*** Opening Data section ***
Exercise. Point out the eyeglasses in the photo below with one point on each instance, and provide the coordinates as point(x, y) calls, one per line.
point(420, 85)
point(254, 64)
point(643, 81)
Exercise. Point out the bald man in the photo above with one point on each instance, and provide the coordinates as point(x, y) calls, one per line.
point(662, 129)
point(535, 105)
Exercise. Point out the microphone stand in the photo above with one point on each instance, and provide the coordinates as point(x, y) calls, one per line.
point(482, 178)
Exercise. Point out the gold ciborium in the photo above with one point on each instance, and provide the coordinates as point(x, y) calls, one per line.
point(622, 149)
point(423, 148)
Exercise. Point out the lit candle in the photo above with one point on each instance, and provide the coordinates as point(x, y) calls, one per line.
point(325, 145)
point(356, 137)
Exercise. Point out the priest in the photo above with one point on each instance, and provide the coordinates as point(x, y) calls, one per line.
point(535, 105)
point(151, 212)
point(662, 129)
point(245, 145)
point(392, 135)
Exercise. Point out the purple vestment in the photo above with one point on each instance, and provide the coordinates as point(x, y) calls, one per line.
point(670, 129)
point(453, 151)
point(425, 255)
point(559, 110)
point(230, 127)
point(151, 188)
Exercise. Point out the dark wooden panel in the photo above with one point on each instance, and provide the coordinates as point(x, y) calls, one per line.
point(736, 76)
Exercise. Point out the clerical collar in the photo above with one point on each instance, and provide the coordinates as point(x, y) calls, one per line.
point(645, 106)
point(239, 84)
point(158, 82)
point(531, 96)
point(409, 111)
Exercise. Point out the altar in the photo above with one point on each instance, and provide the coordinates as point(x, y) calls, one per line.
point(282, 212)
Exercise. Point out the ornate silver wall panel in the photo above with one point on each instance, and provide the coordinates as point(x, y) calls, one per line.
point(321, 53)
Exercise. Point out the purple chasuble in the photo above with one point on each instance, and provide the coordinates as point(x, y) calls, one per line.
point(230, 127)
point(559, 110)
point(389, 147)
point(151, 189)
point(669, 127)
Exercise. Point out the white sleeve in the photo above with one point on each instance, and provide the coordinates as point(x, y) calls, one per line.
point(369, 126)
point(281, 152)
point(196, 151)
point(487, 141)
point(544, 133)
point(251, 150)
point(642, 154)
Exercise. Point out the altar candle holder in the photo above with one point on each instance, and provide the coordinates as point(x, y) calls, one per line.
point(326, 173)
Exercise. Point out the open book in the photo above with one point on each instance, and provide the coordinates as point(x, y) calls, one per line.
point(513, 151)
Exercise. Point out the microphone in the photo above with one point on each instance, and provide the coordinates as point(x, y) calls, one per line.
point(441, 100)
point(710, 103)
*** Closing Data section ***
From the line containing "Exercise. Point out the dark" through the end of the material, print each line exactly as it appears.

Exercise. Point out the dark wooden panel in the photo above with one point on each instance, and provide the coordinates as point(x, y) calls, one per line.
point(736, 76)
Exercise. Point out the clerical collar in the photo above with one point on each instance, and provide the coordinates as point(x, y) calls, one per line.
point(645, 106)
point(239, 84)
point(158, 82)
point(531, 96)
point(409, 111)
Exercise. Point out the altar in the photo above with one point on each instance, and provide the coordinates as point(x, y) calls, one per line.
point(282, 212)
Exercise. Point out the ornate silver wall panel in the photo above with one point on each instance, and provide the coordinates as point(x, y) calls, one per line.
point(321, 53)
Exercise. Point out the purple chasuble in the photo above with one point on each instance, and provide the coordinates as point(x, y) calls, one per line.
point(230, 127)
point(559, 110)
point(389, 147)
point(151, 189)
point(669, 127)
Exercise. Point out the white sleeve in the photo above with one point on each instance, and provide the coordinates as point(x, y) calls, one per line.
point(369, 126)
point(281, 152)
point(196, 151)
point(487, 141)
point(544, 133)
point(251, 150)
point(642, 154)
Exercise. Point out the altar candle holder in the photo above with one point on each instance, and provide the coordinates as point(x, y) calls, one per line.
point(326, 173)
Exercise. Point out the open book in the photo above with one point on each instance, and provide the coordinates as point(x, y) calls, one per line.
point(513, 151)
Exercise. Point out the microphone in the photo above with one point on each instance, and provide the coordinates as point(x, y) calls, one per line.
point(441, 100)
point(710, 103)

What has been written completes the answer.